L’esprit du présent peut en cette occasion avoir un aperçu du futur et affirme  que la place de Tim sera vide l’an prochain, mais Scrooge ne disait –il pas que « Cela réduira le surplus de population ? » On montre rarement aussi dans les adaptations le fait que l’esprit du Noël présent  cache sous sa robe deux enfants appelés Ignorance et Misère, que Scrooge doit craindre plus que tout. Puis l’esprit du Noël présent, dont l’existence est courte, vieillit d’un coup et tombe en poussière.



Le troisième esprit se manifeste sous l'aspect de la Faucheuse (cape noire) et ne dit jamais rien mais montre tout du doigt.



 Dans le futur, Scrooge entend des notables se réjouir du décès d'un vieillard qui serait mort seul puis voit sa servante revendre les rideaux de son lit en affirmant qu’ils ne serviront plus. Scrooge commence à se douter de l’identité du mort, et hélas il n’est pas le seul trépassé. Chez les Crachitt, ceux-ci pleurent la perte récente de Tiny Tim. Scrooge voit la tombe du garçon au cimetière, mais aussi une fosse neuve, surmontée d’une pierre tombale où est inscrit le nom d’Ebnezer Scrooge. Devant les flammes de l’enfer qui s’échappent de la fosse, Scrooge jure à l’esprit du futur qu’il compte changer de conduite.



Scrooge s’éveille dans son lit et c’est toujours le matin de Noël. Il court acheter puis envoyer une dinde chez Bob Crachitt, annonce à Fred qu’il partagera son dîner de réveillon, et recroise les gentlemens  de la veille qui cette fois obtiennent de lui une somme élevée. Puis il annonce aux Crachitt qu’il prendra Bob comme associé avec un meilleur salaire. Tiny Tim, à qui on pourra payer des soins, ne mourra pas, et Scrooge devient comme un second père pour lui.  On ne connaitra pas, par la suite, d’homme fêtant Noël avec plus d’enthousiasme.



D’abord juste écrite par Charles Dickens pour rembourser une dette, on doit au retentissement de cette nouvelle la popularisation de la fête de Noël (depuis très respectée en pays anglo-saxons, et ceux sous leur influence) qui était jusqu’alors rarement perçue comme une fête familiale.

§ **Consigne A**:
Reproduisez la partie des enregistrements qui s'ouvre sur leur première ligne et se termine par la ligne contenant "pixel 93 83", les deux bornes comprises, demandes incluses, en décalant de 86 chaque coordonnée figurant dans les réponses. Laissez les images de côté.

§ **Données enregistrées**:
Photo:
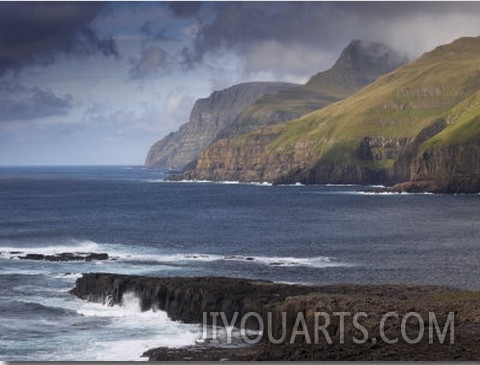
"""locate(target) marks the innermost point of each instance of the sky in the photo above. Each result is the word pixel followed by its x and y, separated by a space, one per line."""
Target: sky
pixel 93 83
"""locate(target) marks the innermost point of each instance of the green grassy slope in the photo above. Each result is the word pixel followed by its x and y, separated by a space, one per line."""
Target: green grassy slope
pixel 359 64
pixel 443 82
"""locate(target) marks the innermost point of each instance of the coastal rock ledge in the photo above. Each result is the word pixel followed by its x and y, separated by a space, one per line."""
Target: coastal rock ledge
pixel 186 298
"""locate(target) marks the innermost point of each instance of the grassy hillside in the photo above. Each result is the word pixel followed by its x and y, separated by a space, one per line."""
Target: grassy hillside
pixel 360 63
pixel 420 122
pixel 443 82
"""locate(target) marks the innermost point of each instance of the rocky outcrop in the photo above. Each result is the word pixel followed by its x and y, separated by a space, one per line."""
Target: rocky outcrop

§ **Consigne B**:
D'après le texte source, pour quelle raison Charles Dickens a-t-il d'abord écrit cette nouvelle ?

§ **Solution A**:
Photo:
"""locate(target) marks the innermost point of each instance of the sky in the photo above. Each result is the word pixel followed by its x and y, separated by a space, one per line."""
Target: sky
pixel 179 169

§ **Solution B**:
Pour rembourser une dette.